- [Challenge A]:
Translate this sentence from the passage on secondary flow in blade rows into German: "The effect of blade loading on the secondary flow generation has been studied by (Perdichizzi, 1990) and (Dossena et al., 2004)."

- [Passage]:
━━━━━━

The effect of blade loading on the secondary flow generation has been studied by (Perdichizzi, 1990) and (Dossena et al., 2004). They reported that by increasing the blade loading the profile and secondary flow strength increases and deteriorates the performance of the subsequent blade rows. The secondary flow generation and their interaction between rotating and stationary blade rows has been discussed in detail by (Chaluvadi et al., 2001) and (Schneider et al., 2013). The authors showed by experiments and numerical investigations the convection of the stator secondary flow structures through the downstream rotor and highlighted the unsteady nature of the vortex dynamics.

━━━━━━

[Data rows]
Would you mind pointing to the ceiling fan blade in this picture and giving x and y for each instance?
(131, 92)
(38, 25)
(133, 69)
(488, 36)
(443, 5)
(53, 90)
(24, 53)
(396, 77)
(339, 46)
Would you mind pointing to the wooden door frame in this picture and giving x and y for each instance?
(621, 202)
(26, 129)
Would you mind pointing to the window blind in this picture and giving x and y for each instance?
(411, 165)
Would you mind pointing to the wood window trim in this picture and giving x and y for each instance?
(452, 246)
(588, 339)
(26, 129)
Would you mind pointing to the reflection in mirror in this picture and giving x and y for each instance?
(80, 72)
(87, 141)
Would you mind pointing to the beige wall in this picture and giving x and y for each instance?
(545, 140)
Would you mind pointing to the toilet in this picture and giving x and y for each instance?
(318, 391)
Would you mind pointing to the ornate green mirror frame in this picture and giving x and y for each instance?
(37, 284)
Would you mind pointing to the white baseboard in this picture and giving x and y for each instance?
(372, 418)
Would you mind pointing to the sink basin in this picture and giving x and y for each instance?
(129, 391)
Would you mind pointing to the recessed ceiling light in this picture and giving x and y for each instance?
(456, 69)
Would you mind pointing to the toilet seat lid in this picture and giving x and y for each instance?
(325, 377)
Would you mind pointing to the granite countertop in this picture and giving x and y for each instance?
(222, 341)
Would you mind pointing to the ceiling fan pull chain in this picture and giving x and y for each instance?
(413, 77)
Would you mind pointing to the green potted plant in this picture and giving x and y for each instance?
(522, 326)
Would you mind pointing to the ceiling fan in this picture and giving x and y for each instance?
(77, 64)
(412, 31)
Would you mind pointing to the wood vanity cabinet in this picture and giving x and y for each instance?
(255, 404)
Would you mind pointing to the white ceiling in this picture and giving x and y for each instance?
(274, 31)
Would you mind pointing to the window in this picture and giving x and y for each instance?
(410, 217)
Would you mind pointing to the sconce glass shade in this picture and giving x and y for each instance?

━━━━━━

- [Challenge B]:
Count the lines in the rows above that contain the word "white", and reply with the number alone.

- [Full solution A]:
Die Auswirkung der Schaufelbelastung auf die Entstehung der Sekundärströmung wurde von (Perdichizzi, 1990) und (Dossena et al., 2004) untersucht.

- [Full solution B]:
2